▶ [Extracted text]
-- START --
# Critique my riding XC!



## mudypony (Jan 30, 2008)

I just wanted to say those pics are fantastic. So crystal clear. Also, your horse is adorable!


----------



## PoptartShop (Jul 25, 2010)

Wow you guys look great.  I LOVE XC!


----------



## brittx6x6 (Mar 4, 2007)

It looks like you did a pretty good job. Congrats on not being as nervous. I know my first year of doing xcountry was not good at all because I was soooo nervous. You horse is adorable! Keep up the good work. And remember to always look up even when going down (like hills, banks)


----------



## Dumas'_Grrrl (Apr 2, 2008)

Very Nice!!!!  Beautiful day, beautiful pictures, wow... Thanks for sharing! Great riding too! You looked really good overall! 8)


----------



## carriedenaee (Apr 17, 2008)

what breed is your horse?? he is absolutely stunning!!!!

you look good on him...i think yall make a wonderful team!
i would love to cross country!


----------



## GeminiJumper (Jun 12, 2008)

You guys look great together, although I will say I've never seen that kind of horse do XC!!!

You have a nice, consistent straight line from the bit to your elbow, heels down, and you are always waiting for your horse to jump--your not jumping ahead of him. The third from last picture looks like you could of released him a bit more, however, very nice releases over all. 

Great job!!


----------



## Kyani (Apr 30, 2007)

Thanks guys! I actually think my position over XC is much better than showjumping - perhaps because theres less work to do getting the horse to go forward and also because our XC fences were TINY! 

Bradley isn't mine, sadly, but the riding school's. He's just a plain old grade cob, only he missed out on the usual spots. And he's a bit ont the pudgy side at the moment! He got a bit annoyed in the lesson as I wasn't allowed to let him eat even when we were waiting for the other 3 to do their jumps - our instructor has a vet's inspection this week and he's already yelled/sworn at her for the ponies being too fat!


----------



## Just Jump It (Jan 13, 2008)

Your position is great in that its practical and natural, not posey like so many "trendy" riders over here in the US. 

I would suggest shortening your stirrups a half a hole or even a full hole. This will give your extra stability when navigating cross country jumps over uneven terrain. 

Because your stirrups are a tad long, your base of support is a tad deep. You do not want this XC, your horse needs you off his back. Because your seat is deep, you are sitting too soon after the jump. In many pics, you've landed before your horses feet have. As the jumps get bigger, your horse will begin taking them down with his back legs unless you stay off his back.

Many riders with too long stirrups hunch their backs. Once you fix your stirrup length, I think you're back problem will gradually disappear. 

Your release is nice, and youre giving him his head upon landing wich is great.
-- END --
▶ [Required task A] Update the passage of the cross-country riding thread that begins at the words "Because your stirrups" and stops after "stay off his back.", replacing "seat" with "position".
The cross-country riding thread and the records that follow it are unrelated material.

▶ [Supplied entries]
-- START --
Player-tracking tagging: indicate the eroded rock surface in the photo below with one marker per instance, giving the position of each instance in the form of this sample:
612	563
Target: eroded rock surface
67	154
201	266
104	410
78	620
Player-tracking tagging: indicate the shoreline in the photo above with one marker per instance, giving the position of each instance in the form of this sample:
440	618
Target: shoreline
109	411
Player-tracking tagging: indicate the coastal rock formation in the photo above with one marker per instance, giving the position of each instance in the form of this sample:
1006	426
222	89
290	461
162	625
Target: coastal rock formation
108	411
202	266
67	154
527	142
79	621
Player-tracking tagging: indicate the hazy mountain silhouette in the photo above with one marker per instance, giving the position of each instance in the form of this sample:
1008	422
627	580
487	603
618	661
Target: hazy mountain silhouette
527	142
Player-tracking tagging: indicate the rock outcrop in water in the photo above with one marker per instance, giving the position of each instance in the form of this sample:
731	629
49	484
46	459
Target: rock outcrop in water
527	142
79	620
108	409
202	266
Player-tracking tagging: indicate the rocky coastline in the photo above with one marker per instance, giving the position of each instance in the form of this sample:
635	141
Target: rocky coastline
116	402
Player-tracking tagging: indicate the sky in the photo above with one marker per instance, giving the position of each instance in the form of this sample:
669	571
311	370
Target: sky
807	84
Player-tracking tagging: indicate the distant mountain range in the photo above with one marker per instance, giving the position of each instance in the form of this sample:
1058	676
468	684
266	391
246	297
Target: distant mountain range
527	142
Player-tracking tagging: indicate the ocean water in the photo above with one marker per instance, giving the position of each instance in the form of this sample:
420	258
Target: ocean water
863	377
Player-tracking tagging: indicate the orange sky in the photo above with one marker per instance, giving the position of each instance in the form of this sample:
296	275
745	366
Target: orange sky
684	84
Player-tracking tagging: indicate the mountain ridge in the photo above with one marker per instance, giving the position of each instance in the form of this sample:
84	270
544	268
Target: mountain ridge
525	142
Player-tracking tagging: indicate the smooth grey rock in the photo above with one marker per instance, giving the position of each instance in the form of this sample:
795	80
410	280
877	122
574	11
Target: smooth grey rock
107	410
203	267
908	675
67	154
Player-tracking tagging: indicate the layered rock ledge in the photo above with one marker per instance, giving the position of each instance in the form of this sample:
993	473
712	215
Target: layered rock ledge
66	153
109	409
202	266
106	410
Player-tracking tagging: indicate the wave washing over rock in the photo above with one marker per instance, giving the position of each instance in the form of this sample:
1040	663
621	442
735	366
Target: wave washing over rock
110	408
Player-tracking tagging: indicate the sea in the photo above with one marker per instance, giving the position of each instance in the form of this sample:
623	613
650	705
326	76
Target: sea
-- END --
▶ [Required task B] Recast the records as a Markdown table with the columns Number and Record line, beginning at the line that contains "Player-tracking tagging: indicate the wave" and stopping after the last line of the records. Number each row, and leave out blank lines.

▶ [Task response A]
Because your stirrups are a tad long, your base of support is a tad deep. You do not want this XC, your horse needs you off his back. Because your position is deep, you are sitting too soon after the jump. In many pics, you've landed before your horses feet have. As the jumps get bigger, your horse will begin taking them down with his back legs unless you stay off his back.

▶ [Task response B]
| Number | Record line |
|---|---|
| 1 | Player-tracking tagging: indicate the wave washing over rock in the photo above with one marker per instance, giving the position of each instance in the form of this sample: |
| 2 | 1040	663 |
| 3 | 621	442 |
| 4 | 735	366 |
| 5 | Target: wave washing over rock |
| 6 | 110	408 |
| 7 | Player-tracking tagging: indicate the sea in the photo above with one marker per instance, giving the position of each instance in the form of this sample: |
| 8 | 623	613 |
| 9 | 650	705 |
| 10 | 326	76 |
| 11 | Target: sea |